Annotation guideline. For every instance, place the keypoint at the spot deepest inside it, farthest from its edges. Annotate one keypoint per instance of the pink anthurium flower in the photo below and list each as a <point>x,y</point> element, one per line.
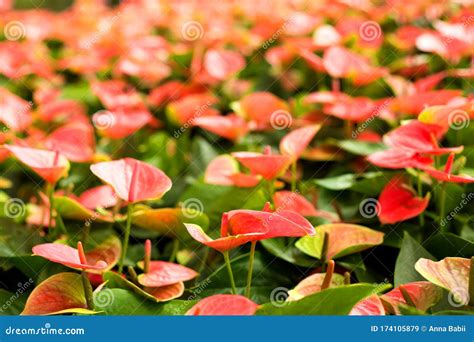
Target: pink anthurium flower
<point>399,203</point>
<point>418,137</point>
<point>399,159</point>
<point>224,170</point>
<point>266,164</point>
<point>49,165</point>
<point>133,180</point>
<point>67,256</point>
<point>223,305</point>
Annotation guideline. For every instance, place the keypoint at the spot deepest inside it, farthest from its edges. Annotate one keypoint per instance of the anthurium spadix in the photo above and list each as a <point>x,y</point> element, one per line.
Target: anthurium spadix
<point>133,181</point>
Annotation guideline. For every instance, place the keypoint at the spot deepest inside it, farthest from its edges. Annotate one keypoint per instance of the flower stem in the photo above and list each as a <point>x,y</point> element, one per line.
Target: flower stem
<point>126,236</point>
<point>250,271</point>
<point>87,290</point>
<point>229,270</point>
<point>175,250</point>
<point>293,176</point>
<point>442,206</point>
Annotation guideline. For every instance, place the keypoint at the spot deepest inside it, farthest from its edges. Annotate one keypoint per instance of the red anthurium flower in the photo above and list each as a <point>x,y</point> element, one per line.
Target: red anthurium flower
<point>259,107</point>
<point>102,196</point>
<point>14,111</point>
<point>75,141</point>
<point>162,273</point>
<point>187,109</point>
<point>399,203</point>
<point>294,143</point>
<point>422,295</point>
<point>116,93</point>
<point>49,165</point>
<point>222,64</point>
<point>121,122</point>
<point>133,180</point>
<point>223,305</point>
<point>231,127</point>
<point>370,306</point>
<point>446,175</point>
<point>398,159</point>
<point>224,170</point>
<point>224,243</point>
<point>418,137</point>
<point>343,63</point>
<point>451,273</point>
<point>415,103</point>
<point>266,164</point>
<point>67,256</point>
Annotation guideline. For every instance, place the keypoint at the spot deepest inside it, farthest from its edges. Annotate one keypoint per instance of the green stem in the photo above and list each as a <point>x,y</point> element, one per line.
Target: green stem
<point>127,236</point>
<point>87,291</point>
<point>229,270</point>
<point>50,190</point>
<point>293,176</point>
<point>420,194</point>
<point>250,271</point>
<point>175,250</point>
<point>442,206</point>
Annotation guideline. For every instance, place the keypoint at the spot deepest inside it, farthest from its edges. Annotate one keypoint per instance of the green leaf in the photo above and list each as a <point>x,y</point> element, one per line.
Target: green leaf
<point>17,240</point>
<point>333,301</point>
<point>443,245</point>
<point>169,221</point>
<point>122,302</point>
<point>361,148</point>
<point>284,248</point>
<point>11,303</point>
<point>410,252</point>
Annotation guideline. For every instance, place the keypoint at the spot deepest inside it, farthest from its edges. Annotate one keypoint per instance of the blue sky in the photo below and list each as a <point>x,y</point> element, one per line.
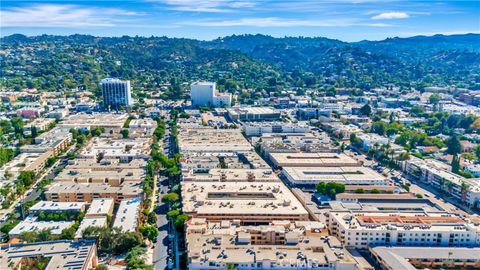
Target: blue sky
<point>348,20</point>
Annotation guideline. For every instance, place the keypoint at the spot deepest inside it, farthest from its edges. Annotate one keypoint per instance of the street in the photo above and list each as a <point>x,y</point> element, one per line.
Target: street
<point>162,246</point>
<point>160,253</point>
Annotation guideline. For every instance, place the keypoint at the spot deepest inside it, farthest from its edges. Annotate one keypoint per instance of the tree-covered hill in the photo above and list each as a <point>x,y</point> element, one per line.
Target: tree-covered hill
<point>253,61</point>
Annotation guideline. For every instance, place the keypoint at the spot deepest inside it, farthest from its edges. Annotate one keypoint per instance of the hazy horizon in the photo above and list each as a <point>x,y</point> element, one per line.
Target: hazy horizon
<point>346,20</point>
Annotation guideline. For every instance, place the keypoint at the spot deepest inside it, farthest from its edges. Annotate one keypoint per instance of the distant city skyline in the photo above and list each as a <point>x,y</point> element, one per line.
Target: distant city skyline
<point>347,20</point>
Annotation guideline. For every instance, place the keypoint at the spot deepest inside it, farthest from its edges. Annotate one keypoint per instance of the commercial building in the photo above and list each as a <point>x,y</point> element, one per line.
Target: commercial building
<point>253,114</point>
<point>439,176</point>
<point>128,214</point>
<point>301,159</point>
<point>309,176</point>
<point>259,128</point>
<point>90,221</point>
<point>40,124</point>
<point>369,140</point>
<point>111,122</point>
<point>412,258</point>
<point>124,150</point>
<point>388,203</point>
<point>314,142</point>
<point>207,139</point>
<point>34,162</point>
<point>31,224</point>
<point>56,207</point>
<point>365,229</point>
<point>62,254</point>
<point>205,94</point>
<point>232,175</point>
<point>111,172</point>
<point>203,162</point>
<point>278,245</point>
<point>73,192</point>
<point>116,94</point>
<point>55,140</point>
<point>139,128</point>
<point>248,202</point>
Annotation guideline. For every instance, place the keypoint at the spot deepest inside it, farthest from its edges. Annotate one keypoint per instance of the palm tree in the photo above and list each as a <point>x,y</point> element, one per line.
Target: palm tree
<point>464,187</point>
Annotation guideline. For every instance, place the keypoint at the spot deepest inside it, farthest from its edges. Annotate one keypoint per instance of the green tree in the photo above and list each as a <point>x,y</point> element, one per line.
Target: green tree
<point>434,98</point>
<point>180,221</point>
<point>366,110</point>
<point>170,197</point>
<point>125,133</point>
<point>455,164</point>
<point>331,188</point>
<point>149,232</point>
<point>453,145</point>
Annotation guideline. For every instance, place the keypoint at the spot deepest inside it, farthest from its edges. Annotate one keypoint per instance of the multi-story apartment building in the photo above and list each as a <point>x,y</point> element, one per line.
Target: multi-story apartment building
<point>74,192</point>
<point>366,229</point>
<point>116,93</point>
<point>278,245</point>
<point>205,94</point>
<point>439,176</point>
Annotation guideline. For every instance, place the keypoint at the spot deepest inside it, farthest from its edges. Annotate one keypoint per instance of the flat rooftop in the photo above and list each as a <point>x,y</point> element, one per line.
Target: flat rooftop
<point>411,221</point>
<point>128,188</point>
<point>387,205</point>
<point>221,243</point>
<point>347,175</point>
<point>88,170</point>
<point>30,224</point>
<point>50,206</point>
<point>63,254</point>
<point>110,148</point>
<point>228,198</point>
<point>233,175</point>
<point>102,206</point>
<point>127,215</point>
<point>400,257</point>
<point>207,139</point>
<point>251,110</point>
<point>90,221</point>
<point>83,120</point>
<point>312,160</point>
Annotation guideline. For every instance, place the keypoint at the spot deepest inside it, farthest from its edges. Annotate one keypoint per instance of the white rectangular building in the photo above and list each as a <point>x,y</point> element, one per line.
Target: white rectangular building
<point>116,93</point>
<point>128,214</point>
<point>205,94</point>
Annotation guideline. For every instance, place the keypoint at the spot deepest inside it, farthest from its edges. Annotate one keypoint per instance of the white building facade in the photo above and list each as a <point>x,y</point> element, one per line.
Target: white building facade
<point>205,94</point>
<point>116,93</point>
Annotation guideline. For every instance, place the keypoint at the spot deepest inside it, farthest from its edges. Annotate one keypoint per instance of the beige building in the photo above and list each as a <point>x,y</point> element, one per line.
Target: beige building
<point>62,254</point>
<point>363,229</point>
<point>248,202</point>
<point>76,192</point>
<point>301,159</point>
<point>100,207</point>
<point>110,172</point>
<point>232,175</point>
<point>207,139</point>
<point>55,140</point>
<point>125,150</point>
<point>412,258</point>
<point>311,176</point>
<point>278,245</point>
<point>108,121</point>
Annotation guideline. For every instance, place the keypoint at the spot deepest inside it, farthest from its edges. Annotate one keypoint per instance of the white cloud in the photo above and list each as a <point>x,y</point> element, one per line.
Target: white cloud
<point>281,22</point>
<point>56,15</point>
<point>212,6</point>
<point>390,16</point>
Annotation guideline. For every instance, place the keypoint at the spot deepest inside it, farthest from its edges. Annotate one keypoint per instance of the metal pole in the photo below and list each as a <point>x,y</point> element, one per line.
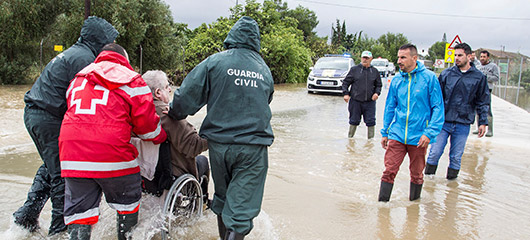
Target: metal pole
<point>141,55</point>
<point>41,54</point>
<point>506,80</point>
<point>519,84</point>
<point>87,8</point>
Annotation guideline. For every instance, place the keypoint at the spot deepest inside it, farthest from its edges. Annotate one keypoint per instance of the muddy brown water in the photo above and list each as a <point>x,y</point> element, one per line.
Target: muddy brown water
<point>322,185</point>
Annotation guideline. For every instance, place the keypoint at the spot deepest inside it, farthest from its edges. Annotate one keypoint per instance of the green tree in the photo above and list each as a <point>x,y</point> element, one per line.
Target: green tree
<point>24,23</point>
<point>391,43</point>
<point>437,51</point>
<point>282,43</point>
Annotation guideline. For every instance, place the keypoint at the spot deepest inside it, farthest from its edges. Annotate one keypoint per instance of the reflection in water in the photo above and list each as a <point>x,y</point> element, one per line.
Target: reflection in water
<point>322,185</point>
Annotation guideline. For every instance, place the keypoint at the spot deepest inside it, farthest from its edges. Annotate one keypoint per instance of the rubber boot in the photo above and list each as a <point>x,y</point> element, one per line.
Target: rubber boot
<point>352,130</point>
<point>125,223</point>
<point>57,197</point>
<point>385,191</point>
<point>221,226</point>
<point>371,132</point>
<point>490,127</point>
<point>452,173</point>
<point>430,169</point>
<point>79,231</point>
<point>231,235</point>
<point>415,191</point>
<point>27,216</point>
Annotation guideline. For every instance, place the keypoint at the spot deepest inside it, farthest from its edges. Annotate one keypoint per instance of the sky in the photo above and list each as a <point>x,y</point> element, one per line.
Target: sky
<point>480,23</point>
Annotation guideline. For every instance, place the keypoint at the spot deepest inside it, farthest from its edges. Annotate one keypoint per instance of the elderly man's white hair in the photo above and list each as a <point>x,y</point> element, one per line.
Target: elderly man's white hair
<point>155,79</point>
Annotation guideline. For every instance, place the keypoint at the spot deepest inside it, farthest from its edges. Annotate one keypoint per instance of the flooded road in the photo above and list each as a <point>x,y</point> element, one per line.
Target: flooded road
——————————
DIRECTIVE >> Can you update the lines from the one containing "of the flooded" through the end of the lines, writing "flooded street" in place of "flooded road" and changing nothing else?

THE RESPONSE >>
Annotation guideline. For every instance, place the keypoint at the spot deepest inside it, farthest from its edges. Annotate one keypoint per instance of the flooded street in the photo above and list each as a <point>x,y</point> element, one per line.
Target: flooded street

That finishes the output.